## WHAT IS ASKED
From the line containing "Where can the front side" to the end of the listing, write out every line exactly; leave out everything else.

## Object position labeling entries
========================================================================

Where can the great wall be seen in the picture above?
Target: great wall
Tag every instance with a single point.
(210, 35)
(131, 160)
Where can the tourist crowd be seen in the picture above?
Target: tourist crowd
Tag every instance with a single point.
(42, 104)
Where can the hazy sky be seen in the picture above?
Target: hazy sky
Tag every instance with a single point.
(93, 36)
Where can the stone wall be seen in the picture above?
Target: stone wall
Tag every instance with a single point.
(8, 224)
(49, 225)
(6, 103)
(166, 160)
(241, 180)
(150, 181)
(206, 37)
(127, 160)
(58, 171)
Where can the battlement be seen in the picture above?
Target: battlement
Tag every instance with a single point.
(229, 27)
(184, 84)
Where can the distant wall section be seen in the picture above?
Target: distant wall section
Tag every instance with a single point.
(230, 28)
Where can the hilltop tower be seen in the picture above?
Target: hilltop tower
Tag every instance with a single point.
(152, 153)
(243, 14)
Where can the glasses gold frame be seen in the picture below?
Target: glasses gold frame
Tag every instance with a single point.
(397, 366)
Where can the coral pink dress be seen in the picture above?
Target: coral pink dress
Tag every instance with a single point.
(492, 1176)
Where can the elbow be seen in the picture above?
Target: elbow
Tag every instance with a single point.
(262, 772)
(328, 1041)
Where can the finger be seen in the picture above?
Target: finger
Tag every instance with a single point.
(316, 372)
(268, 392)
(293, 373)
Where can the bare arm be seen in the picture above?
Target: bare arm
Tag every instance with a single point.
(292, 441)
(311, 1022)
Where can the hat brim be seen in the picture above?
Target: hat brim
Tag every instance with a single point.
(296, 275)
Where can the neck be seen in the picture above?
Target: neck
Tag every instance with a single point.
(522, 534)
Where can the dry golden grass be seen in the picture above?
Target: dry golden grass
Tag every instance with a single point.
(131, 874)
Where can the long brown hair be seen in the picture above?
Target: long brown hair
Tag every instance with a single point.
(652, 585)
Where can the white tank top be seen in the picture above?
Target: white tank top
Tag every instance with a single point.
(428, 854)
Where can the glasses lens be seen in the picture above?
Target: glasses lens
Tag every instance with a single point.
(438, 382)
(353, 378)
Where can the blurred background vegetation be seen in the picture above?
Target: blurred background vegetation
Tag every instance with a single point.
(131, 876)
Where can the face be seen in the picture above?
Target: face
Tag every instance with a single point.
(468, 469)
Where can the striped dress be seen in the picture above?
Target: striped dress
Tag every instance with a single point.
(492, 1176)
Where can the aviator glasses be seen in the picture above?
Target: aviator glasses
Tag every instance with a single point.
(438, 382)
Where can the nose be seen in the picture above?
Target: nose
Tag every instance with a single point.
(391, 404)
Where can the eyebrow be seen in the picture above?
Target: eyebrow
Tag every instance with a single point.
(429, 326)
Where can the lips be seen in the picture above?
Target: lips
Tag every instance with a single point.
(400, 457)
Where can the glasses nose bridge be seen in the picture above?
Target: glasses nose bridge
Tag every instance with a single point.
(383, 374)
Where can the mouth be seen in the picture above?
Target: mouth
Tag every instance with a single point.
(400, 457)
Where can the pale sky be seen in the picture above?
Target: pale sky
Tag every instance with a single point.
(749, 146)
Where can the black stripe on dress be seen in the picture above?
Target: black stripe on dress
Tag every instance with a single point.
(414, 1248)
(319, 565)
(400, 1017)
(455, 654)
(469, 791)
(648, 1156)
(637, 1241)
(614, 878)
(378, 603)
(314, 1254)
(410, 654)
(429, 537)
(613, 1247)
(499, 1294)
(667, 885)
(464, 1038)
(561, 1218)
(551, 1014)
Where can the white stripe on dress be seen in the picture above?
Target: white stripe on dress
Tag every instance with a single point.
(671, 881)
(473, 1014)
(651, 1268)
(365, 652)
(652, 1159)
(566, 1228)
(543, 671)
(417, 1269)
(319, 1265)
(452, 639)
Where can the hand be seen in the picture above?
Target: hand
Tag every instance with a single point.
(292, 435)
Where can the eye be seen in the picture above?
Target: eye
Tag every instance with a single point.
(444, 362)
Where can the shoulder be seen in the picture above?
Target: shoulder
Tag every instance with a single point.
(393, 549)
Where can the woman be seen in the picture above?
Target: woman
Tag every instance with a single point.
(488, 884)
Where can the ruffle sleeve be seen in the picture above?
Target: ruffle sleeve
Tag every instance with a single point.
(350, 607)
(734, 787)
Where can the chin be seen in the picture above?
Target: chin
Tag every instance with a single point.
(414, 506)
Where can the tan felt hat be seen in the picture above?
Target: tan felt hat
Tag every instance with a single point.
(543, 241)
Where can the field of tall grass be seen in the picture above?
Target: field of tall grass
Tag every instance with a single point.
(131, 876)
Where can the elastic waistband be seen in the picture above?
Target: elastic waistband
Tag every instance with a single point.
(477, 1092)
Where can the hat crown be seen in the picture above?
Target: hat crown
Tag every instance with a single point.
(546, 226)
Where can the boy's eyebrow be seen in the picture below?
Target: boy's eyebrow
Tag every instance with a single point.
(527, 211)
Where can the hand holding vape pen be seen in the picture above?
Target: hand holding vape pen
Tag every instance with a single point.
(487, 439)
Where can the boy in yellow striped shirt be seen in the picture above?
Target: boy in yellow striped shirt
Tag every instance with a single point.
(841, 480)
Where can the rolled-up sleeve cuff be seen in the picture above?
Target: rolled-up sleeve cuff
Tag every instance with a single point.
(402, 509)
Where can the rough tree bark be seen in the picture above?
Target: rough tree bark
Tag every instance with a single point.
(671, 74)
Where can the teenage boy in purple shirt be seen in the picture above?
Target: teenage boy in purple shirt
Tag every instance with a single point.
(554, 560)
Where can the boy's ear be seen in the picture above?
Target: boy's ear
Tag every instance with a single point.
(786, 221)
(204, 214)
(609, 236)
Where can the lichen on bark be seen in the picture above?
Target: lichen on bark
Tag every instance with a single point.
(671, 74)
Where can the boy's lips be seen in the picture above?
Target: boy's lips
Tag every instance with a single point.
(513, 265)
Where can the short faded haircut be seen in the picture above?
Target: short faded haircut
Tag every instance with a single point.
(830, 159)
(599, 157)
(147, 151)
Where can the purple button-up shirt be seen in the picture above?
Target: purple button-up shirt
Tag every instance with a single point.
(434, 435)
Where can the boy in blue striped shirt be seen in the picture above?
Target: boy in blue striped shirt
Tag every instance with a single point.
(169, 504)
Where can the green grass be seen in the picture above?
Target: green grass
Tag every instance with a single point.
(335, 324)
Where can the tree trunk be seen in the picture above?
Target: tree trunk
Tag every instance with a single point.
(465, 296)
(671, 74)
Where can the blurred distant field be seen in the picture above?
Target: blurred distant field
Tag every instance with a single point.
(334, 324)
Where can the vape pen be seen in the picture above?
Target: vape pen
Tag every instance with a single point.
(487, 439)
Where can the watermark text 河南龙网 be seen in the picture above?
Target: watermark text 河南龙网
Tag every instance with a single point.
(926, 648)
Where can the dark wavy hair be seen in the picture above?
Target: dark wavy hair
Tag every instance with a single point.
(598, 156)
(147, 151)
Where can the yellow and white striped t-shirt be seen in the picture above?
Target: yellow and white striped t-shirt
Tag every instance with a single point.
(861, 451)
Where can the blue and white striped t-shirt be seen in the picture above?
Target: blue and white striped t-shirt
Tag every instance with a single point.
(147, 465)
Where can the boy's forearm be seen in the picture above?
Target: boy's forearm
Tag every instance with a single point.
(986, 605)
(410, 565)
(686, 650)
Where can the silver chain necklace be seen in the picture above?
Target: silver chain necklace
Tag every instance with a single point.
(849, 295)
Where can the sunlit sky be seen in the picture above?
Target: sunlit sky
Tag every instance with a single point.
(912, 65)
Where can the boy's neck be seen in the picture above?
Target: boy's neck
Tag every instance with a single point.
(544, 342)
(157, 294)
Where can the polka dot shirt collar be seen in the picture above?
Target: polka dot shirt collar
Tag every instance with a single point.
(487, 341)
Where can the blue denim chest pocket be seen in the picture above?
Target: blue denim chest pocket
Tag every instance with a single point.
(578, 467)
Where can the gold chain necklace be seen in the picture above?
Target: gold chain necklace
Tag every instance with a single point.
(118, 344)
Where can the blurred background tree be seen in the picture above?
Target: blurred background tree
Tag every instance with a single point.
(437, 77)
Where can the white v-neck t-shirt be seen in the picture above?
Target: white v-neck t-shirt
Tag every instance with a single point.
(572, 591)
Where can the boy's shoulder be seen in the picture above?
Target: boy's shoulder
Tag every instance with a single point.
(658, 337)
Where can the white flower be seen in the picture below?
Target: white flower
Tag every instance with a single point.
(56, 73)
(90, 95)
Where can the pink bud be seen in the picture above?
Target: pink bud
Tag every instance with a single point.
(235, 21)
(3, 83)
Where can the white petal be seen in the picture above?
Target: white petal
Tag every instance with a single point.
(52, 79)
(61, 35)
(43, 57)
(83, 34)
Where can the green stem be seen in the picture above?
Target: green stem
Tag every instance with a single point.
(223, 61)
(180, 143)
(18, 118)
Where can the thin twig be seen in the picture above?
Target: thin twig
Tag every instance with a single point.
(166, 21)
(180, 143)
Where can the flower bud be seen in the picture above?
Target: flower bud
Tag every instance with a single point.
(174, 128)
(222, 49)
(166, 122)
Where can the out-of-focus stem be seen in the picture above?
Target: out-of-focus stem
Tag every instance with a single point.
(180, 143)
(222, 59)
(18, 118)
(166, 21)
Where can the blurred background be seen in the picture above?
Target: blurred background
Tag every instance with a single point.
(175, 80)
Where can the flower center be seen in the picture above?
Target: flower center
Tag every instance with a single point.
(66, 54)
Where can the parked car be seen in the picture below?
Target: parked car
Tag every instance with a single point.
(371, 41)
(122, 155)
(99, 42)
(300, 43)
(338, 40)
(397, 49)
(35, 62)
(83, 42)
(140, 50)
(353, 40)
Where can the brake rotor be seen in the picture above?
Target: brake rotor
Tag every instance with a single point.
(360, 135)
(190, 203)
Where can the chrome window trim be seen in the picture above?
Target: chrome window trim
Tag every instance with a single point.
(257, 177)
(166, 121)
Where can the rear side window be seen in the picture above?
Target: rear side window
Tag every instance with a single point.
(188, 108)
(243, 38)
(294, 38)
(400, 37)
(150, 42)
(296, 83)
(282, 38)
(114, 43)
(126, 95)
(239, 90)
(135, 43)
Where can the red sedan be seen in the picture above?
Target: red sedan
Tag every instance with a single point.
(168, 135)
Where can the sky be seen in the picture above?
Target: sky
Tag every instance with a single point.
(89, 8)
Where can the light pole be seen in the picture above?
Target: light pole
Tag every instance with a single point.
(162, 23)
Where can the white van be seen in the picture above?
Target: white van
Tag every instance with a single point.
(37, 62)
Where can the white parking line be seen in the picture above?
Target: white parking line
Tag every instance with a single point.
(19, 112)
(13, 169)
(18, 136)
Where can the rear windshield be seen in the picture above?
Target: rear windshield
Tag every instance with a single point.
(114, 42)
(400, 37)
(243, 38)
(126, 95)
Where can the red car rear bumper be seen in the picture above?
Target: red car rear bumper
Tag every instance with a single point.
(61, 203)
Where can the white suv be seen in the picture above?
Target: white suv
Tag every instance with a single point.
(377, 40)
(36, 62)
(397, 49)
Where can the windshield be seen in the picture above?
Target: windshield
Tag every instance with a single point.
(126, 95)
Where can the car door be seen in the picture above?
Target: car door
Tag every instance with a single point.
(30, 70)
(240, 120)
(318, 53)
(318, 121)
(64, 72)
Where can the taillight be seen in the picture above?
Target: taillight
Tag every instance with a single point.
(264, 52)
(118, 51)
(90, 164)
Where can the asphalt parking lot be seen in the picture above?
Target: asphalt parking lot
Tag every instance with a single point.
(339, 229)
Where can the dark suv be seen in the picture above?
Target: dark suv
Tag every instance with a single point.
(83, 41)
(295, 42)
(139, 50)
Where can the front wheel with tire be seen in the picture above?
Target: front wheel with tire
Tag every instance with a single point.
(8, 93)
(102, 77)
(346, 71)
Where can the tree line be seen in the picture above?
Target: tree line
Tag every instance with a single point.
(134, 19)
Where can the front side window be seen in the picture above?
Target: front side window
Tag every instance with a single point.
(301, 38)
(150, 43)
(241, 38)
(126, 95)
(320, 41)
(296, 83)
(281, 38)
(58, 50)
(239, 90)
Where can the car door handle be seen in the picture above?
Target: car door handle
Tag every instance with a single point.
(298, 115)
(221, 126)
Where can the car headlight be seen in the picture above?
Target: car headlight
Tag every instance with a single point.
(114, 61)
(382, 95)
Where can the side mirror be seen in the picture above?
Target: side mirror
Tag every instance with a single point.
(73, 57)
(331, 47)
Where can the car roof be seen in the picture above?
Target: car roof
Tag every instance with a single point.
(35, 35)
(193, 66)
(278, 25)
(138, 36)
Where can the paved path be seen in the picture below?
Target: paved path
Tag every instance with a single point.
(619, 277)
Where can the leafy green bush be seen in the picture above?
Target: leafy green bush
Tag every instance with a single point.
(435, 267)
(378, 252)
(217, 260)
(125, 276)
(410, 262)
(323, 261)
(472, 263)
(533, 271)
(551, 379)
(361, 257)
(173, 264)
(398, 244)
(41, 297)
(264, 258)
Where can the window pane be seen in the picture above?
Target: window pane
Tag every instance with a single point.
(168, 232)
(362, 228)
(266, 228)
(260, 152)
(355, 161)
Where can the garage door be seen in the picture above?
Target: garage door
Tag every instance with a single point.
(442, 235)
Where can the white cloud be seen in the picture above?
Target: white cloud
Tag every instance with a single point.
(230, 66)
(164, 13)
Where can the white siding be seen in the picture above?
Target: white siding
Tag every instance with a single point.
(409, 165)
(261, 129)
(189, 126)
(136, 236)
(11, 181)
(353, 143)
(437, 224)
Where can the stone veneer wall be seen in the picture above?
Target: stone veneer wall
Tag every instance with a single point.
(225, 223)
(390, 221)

========================================================================

## ANSWER BELOW
Where can the front side window be seen in the picture above?
Target: front side window
Tag every instance with a single point.
(301, 38)
(150, 43)
(241, 38)
(126, 95)
(320, 41)
(296, 83)
(281, 38)
(58, 50)
(239, 90)
Where can the car door handle be seen in the picture above?
Target: car door handle
Tag every instance with a single point.
(298, 115)
(221, 126)
Where can the car headlight be seen in the picture above?
Target: car headlight
Tag every instance with a single point.
(114, 61)
(382, 95)
Where can the side mirror be seen in the picture above?
Target: side mirror
Tag every instance with a single point.
(73, 57)
(331, 47)
Where can the car roof be seen in the picture above?
Target: car roof
Tag every instance with a single point.
(35, 35)
(193, 66)
(278, 25)
(138, 36)
Where can the paved path be seen in the picture below?
Target: paved path
Tag every instance with a single point.
(619, 277)
Where can the leafy green bush be seen in the picture above?
Target: leafy green bush
Tag every instance with a single point.
(435, 267)
(378, 252)
(217, 260)
(125, 276)
(410, 262)
(323, 261)
(472, 263)
(533, 271)
(551, 379)
(361, 257)
(173, 264)
(398, 244)
(41, 297)
(264, 258)
Where can the window pane be seen in the picture above?
Target: window pane
Tag every instance with a single point.
(168, 232)
(362, 228)
(266, 228)
(260, 152)
(355, 161)
Where can the garage door be seen in the picture above?
Target: garage door
Tag every instance with a single point.
(442, 235)
Where can the white cloud be seen in the picture above?
Target: white cloud
Tag every instance with a single point.
(230, 66)
(164, 13)
Where can the white siding be seen in the picture above?
Target: white siding
Tag every instance with a single point.
(409, 165)
(261, 129)
(189, 126)
(136, 236)
(11, 181)
(353, 143)
(437, 224)
Where can the stone veneer wall be seen in the picture above?
Target: stone veneer wall
Tag every instance with a single point.
(225, 223)
(390, 221)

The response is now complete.